**Exercises**.
• A. From the motion controller notes, copy out the passage that runs from "This change will" up to and including "FP523 for details.".
• B. List every function name in the motion controller notes that is written with "(...)" after it.

**Extract provided**.
How do I use this feature?
meiControlStatistics(...) | meiControlStatisticsReset(...) | MEIControlStatistics
See the XmpStats1.c sample application.

Description:
For path motion (Splines, PVT, PT, etc.), the MPI creates the frames used by the motion and then writes them to the controller. Typically, each point in the path has a corresponding frame for each axis of motion. For path segments with a large number of points (large number of frames), there is an initial group of frames loaded when the motion is started. More frames are loaded as a result of interrupts (events) generated when the axes' frame buffers run low on frames.

In previous versions, the number of frames loaded was always half the capacity of the frame buffer and the "low frame" trigger was hard coded at 32 frames. Although this limit is usually sufficient for the default buffer size of 128 frames, larger buffers could benefit from increasing these limits. In addition, in cases where a backup on path was not needed, the number of initially loaded frames could be larger.

This change will be most useful for customers streaming path (PVT, etc.) points at a high rate. To take advantage of this feature the frame buffers for the axes involved in the streaming motion should have increased frame buffer sizes (larger than the default of 128 frames). Increase the axes' frame buffer sizes with mpiControlConfigSet(...) or the meiConfig utility. Be sure to retain the parameter for path motion as FALSE.

Description:
The AmpNotPowered fault was added into the default MEIMotorFaultConfig.faultMask logic due to changes in the S200 FPGA brake logic. The "Amp Not Powered" fault bit will now trigger the motor's AmpFault when the Brake is applied directly by the drive. See FPGA issue FP523 for details.

Description:
The motor configuration provides a "Brake" source for the general purpose I/O for MEI RMB node types. The Brake logic for the following node type was incorrect: MEI RMB-10V2-SSI with C0FE002C FPGA

For product consistency, the MEI RMB-10V2-SSI was changed to have the same polarity as the standard RMB-10v2 (C0FE002C FPGA).

**Supplied material**.
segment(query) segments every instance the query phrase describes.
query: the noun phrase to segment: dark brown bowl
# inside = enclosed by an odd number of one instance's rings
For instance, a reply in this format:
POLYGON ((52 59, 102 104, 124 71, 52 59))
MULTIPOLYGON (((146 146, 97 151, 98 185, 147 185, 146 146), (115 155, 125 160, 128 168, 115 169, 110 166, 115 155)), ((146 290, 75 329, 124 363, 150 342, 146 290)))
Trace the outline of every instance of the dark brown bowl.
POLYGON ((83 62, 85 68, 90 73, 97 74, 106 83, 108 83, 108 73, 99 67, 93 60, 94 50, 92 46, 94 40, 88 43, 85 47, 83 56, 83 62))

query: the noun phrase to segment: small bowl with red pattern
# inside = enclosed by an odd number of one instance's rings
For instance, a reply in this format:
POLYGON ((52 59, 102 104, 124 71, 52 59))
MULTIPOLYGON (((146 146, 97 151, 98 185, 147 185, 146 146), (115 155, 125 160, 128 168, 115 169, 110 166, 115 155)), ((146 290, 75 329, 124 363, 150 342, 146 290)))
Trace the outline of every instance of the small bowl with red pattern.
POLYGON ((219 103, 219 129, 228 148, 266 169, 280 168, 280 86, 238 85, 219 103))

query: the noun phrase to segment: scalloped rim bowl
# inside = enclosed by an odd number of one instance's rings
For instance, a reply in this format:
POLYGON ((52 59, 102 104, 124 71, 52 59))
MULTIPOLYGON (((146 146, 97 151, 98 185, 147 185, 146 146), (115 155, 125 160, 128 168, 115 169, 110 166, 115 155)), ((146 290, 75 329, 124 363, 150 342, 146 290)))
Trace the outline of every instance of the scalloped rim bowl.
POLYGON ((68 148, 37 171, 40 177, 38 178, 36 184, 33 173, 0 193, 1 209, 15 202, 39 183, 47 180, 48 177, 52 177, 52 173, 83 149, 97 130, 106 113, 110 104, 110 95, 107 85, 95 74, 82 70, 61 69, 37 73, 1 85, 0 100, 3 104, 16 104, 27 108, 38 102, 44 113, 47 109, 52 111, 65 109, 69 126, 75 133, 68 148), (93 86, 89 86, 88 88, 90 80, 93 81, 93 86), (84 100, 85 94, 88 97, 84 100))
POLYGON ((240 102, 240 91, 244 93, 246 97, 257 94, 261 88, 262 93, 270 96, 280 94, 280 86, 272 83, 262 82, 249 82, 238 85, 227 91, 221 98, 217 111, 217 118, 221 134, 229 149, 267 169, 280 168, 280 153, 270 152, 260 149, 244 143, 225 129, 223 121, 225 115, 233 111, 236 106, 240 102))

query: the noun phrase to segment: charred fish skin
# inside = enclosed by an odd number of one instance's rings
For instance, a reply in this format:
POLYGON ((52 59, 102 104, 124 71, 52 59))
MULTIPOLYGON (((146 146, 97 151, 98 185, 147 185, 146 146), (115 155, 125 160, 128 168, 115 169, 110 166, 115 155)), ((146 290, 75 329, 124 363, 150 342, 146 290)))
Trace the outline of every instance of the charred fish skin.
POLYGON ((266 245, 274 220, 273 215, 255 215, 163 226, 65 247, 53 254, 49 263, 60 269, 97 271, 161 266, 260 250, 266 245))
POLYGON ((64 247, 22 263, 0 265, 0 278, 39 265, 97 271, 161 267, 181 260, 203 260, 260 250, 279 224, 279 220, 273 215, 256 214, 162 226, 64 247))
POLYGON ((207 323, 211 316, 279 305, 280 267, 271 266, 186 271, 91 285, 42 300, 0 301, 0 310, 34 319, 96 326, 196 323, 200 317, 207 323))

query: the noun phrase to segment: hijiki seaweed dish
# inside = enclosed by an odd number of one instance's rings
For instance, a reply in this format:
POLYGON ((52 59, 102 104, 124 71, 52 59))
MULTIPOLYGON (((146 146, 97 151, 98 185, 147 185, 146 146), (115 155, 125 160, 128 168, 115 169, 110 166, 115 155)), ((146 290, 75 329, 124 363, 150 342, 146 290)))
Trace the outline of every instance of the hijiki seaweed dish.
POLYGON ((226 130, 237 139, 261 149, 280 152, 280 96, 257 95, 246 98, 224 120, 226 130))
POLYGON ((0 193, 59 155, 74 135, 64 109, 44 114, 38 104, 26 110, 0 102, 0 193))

**Outputs for the tasks**.
• A.
This change will be most useful for customers streaming path (PVT, etc.) points at a high rate. To take advantage of this feature the frame buffers for the axes involved in the streaming motion should have increased frame buffer sizes (larger than the default of 128 frames). Increase the axes' frame buffer sizes with mpiControlConfigSet(...) or the meiConfig utility. Be sure to retain the parameter for path motion as FALSE.

Description:
The AmpNotPowered fault was added into the default MEIMotorFaultConfig.faultMask logic due to changes in the S200 FPGA brake logic. The "Amp Not Powered" fault bit will now trigger the motor's AmpFault when the Brake is applied directly by the drive. See FPGA issue FP523 for details.

• B.
meiControlStatistics(...)
meiControlStatisticsReset(...)
mpiControlConfigSet(...)